--- START Provided passage ---
Discussion Speculation: Zen 4 (EPYC 4 "Genoa", Ryzen 7000, etc.)

[Vattila]

Except for the details about the improvements in the microarchitecture, we now know pretty well what to expect with Zen 3.

The leaked presentation by AMD Senior Manager Martin Hilgeman shows that EPYC 3 "Milan" will, as promised and expected, reuse the current platform (SP3), and the system architecture and packaging looks to be the same, with the same 9-die chiplet design and the same maximum core and thread-count (no SMT-4, contrary to rumour). The biggest change revealed so far is the enlargement of the compute complex from 4 cores to 8 cores, all sharing a larger L3 cache ("32+ MB", likely to double to 64 MB, I think).

Hilgeman's slides did also show that EPYC 4 "Genoa" is in the definition phase (or was at the time of the presentation in September, at least), and will come with a new platform (SP5), with new memory support (likely DDR5).

What else do you think we will see with Zen 4? PCI-Express 5 support? Increased core-count? 4-way SMT? New packaging (interposer, 2.5D, 3D)? Integrated memory on package (HBM)?

Vote in the poll and share your thoughts!

 

[uzzi38]

Probably none of those are N5. Zen 4 is.

Why do you think that neither are probably N5?

Genoa is Zen 4, therefore 2022.

For mass-market availability. Like Milan now, specific hyperscalers will have availability.

 

[Ajay]

Why do you think that neither are probably N5?

For mass-market availability. Like Milan now, specific hyperscalers will have availability.

Bergman has already noted that 7nm is supply constrained (thestreet.com)

Bergman: “TSMC has been a great partner for AMD. We've certainly grown over the last couple of years a great deal, and as now our primary foundry, they've been a big part of helping us through that growth. And as we look forward, they're key for us to continue that growth in the coming quarters and years.”

“In terms of specific product lines, I can't really give specifics on where we're seeing tightness...But yes, we would like to have more wafers going forward, to help the growth that we have in front of us. From a worldwide perspective, there continues to be tightness. But we're working through that with the TSMC, and we’ll see what 2021 brings us.”

But part of the Zen3 shortage was that popularity for Vermeer was higher than AMD's optimistic projections (same article).

 

[scineram]

Why do you think that neither are probably N5?

For mass-market availability. Like Milan now, specific hyperscalers will have availability.

All the previous discussion about wafer availability on N5. It is not an accident that AMD only commited Zen 4 to 5 nm.
--- END Provided passage ---
### Prompt:
Output, word for word, the passage of the Zen 4 speculation thread that opens with the words "But part of" and closes with "Zen 4 to 5 nm.".
--- START Stored data ---
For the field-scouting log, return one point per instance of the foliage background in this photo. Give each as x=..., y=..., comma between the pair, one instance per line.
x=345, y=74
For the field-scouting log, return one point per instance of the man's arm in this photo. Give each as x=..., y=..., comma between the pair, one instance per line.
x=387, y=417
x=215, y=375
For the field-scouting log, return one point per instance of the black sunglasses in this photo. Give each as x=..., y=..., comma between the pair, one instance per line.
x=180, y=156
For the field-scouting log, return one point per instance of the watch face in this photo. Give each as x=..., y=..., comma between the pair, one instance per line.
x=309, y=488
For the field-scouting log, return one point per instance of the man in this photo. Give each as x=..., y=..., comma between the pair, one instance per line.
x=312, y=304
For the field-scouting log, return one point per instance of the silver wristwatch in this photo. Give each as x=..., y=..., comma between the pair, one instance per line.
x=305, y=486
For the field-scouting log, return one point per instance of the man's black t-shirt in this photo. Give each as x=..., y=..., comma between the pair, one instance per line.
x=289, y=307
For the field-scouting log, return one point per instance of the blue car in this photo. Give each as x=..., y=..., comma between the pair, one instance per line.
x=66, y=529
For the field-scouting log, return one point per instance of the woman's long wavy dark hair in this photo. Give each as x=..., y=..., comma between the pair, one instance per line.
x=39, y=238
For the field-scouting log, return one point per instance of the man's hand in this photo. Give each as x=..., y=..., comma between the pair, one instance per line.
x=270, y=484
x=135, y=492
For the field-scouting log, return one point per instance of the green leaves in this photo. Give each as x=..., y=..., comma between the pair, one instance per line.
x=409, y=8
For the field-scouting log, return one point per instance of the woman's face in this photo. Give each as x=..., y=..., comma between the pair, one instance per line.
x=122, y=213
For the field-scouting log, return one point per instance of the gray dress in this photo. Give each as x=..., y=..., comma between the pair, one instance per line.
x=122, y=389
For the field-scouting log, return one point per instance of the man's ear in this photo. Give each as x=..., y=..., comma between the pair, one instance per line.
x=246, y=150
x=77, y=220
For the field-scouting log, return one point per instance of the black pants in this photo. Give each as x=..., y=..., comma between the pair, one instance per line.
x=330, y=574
--- END Stored data ---
### Final result:
But part of the Zen3 shortage was that popularity for Vermeer was higher than AMD's optimistic projections (same article).

 

[scineram]

Why do you think that neither are probably N5?

For mass-market availability. Like Milan now, specific hyperscalers will have availability.

All the previous discussion about wafer availability on N5. It is not an accident that AMD only commited Zen 4 to 5 nm.